Page ▸

○ ○ ○ ○ ○

Standing at the back of GA at the Big Thief show in Portland, my mind wandered a little bit while the band let themselves jam. I don’t know Big Thief’s catalog super well, so a lot of the show was an experience of discovery for me. Adrienne Lenker’s crisp and strong, birdlike voice lifted above the crowd and I was able to hear everything she was singing, make out every word, and experience her storytelling first hand. Of the many things she made me think of, one of them was:
Songs used to get tossed around. People would know a few of them, hand them down, pass them around. Everyone at the bar would know the chorus and people would come up with their own funny verses, their own little twists. Songs traveled through musicians, down the road and on the wind. I’ve heard rumors that Homer might have been a handful of people instead of just one guy, everybody working from the same cloth of story. Even in the early 20th century, songwriting wasn’t necessarily the be-all-end-all. Blues and jazz and Americana artists tossed around the same standards. Big Thief didn’t even play any covers.
I have been having a shitty winter! I have been trying to write about it but getting to the end of an essay and realizing that I don’t have anything to say other than that I am not feeling creative or confident or like I have any friends and I have been binge watching Survivor and cooking myself huge dinners and not finishing my leftovers. Okay? January ‘23 was not my favorite month.
The clouds started breaking the other day, while I was working on a project with local-ish songwriter Ada Bonnevie. They invited me to interview them for a documentary project that they’re working on about their creative process with local photographer A. R. Clark.
Since moving to Portland, Ada has been one of my favorite local songwriters. In their sister’s basement apartment, we spent two days talking about life and collaboration, and the new crop of songs that they’ve written - Ada moved to Hungary with their partner last year. The Blood Moon Ep traces solitude, witchcraft, and romantic love across the back of a kitchen chair, looking out the window of a moving train.
Of all the songs on the list, the standout track for me is “Dirt,” which Ada also told me is a song that they’re especially proud of. The track is a love song to being alone and in transit, strung together by a haunting, wordless chorus of “ooohs.” It met me perfectly where I am at, at a crossroads I’ve been at so many times. “I used to think I had to thrash and scream/in order to be heard and to be seen/but now that I’ve gone ahead and tried it/all I want to do is sit still and be quiet.” Somehow Ada was able to weave that desire for silence into perfect, evocative sound.

○ ○ ○ ○ ○

Problem 1 ▸ According to the essay, what country did Ada move to with their partner last year?
The essay and the records have nothing to do with each other.

Material for this exercise ▸
○ ○ ○ ○ ○

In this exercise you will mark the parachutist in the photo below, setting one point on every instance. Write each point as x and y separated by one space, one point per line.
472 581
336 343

○ ○ ○ ○ ○

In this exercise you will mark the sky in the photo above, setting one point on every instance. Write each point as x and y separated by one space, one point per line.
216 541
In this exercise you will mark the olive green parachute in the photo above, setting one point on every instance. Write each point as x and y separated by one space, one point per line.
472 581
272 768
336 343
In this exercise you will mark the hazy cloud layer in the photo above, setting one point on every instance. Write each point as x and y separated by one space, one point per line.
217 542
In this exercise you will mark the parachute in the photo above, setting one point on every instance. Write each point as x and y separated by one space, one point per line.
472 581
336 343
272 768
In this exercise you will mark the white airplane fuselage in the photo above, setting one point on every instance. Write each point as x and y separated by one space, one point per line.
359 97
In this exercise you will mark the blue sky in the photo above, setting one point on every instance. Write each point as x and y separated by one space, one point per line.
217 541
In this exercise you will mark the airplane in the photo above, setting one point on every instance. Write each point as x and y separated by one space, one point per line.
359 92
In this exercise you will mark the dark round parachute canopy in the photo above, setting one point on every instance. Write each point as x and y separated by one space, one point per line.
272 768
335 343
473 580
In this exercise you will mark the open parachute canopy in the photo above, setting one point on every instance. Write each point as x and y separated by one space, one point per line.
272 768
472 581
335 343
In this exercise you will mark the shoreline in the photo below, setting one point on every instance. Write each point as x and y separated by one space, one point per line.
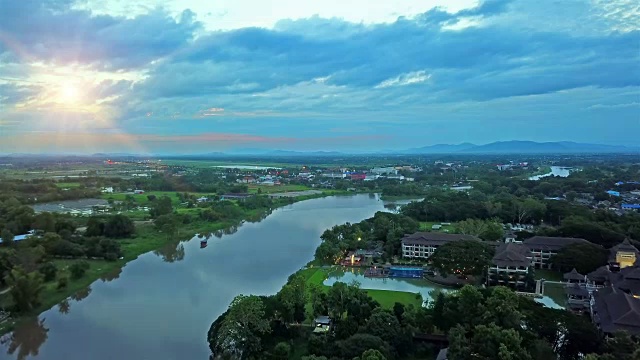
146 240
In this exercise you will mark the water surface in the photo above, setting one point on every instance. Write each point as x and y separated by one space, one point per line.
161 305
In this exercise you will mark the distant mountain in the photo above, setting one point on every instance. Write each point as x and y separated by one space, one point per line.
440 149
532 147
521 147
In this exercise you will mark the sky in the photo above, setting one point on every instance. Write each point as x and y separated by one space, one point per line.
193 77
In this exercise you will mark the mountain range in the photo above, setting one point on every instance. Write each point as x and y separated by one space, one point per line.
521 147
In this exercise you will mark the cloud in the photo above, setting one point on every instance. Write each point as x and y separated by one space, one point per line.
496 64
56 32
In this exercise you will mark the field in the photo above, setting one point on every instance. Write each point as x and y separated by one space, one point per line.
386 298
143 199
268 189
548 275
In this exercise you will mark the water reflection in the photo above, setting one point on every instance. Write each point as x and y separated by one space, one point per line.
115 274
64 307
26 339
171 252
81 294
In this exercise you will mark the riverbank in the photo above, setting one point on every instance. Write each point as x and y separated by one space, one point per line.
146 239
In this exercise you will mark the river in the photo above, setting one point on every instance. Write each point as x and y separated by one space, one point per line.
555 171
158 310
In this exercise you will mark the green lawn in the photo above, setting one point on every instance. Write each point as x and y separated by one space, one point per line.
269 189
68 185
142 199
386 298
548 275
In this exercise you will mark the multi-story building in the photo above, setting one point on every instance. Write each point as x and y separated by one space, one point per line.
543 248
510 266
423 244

○ ○ ○ ○ ○

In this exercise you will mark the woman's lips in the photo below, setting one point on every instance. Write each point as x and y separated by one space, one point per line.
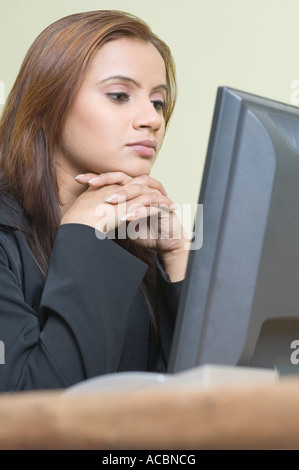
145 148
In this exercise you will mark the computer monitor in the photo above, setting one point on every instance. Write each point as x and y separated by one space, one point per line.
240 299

○ ○ ○ ○ ○

Problem 2 ▸ Pick out every line of the records that contains the word "airplane".

Problem solution 1 ▸ Hungary

Problem solution 2 ▸
In this exercise you will mark the white airplane fuselage in the photo above, setting one point on every instance. Write each point as x and y separated by one space, one point per line.
In this exercise you will mark the airplane in the photo above, setting one point on every instance. Write each point as x and y separated by one space, one point per line.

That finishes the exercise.